Brief: Convert the material from the line with "tag the stone wall of church" to the line with "<point>106,50</point>", both included, into a Markdown table with the columns n and Line. Number each row and leave out blank lines.

──────── Data shown

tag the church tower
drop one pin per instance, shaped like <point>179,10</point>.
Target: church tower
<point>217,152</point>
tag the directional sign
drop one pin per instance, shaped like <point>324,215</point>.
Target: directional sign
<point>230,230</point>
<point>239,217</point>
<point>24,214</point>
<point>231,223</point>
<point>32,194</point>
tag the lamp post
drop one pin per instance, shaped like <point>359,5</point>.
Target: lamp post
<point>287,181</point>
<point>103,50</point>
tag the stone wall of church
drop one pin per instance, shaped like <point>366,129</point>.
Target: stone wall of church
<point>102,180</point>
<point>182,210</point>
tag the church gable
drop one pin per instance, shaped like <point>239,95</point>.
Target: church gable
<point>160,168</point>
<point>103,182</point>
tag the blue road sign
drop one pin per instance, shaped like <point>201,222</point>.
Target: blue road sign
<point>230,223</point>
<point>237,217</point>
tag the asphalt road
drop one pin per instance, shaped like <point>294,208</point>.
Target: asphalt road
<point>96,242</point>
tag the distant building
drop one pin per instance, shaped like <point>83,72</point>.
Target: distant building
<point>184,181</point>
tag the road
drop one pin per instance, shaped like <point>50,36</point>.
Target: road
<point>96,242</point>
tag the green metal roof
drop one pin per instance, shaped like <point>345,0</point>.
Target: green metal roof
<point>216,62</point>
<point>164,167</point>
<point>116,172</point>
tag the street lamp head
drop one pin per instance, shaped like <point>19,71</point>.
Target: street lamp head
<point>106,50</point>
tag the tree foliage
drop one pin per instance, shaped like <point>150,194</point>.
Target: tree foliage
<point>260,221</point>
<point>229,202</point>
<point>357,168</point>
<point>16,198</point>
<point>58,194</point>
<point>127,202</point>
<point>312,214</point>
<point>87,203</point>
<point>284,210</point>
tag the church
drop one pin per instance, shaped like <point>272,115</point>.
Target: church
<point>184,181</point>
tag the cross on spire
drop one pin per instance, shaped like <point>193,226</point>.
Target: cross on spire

────────────────

Task result:
| n | Line |
|---|---|
| 1 | tag the stone wall of church |
| 2 | drop one pin per instance, shaped like <point>366,129</point>. |
| 3 | Target: stone wall of church |
| 4 | <point>102,180</point> |
| 5 | <point>182,210</point> |
| 6 | tag the church gable |
| 7 | drop one pin per instance, shaped like <point>239,95</point>. |
| 8 | Target: church gable |
| 9 | <point>160,168</point> |
| 10 | <point>103,182</point> |
| 11 | tag the blue road sign |
| 12 | drop one pin per instance, shaped like <point>201,222</point>. |
| 13 | Target: blue road sign |
| 14 | <point>230,223</point> |
| 15 | <point>237,217</point> |
| 16 | tag the asphalt road |
| 17 | drop one pin per instance, shaped like <point>294,208</point>. |
| 18 | Target: asphalt road |
| 19 | <point>96,242</point> |
| 20 | tag the distant building |
| 21 | drop one pin per instance, shaped like <point>83,72</point>. |
| 22 | Target: distant building |
| 23 | <point>184,181</point> |
| 24 | tag the road |
| 25 | drop one pin per instance, shaped like <point>50,36</point>. |
| 26 | Target: road |
| 27 | <point>96,242</point> |
| 28 | tag the green metal roof |
| 29 | drop one pin per instance, shaped like <point>345,0</point>. |
| 30 | Target: green metal roof |
| 31 | <point>216,62</point> |
| 32 | <point>164,167</point> |
| 33 | <point>116,172</point> |
| 34 | tag the street lamp head |
| 35 | drop one pin per instance, shaped like <point>19,71</point>. |
| 36 | Target: street lamp head |
| 37 | <point>106,50</point> |